━━ RECORDED DATA ━━
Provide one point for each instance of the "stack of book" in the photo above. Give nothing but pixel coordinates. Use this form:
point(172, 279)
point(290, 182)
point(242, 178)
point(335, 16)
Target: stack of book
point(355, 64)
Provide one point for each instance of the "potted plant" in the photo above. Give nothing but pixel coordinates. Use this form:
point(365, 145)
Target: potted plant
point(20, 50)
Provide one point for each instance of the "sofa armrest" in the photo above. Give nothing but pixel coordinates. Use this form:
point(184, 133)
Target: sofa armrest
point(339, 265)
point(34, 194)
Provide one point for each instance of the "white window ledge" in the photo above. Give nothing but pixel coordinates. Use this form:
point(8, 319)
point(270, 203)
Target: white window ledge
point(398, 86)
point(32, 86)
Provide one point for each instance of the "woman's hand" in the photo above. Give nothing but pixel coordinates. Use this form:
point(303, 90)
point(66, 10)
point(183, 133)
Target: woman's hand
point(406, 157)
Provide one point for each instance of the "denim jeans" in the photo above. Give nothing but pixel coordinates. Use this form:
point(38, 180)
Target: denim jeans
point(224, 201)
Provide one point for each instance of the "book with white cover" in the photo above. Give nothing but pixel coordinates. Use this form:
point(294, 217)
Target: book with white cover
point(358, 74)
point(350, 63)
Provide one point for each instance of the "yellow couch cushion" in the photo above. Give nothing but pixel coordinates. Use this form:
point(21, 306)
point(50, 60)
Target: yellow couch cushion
━━━
- PROBLEM TO SOLVE:
Please pull every line from the records above that contains the word "with". Case counts, so match capitalization.

- TASK OUTPUT:
Provide one point for each instance of the "book with white cover" in the photo above. Give nothing but pixel coordinates. Use this form:
Target: book with white cover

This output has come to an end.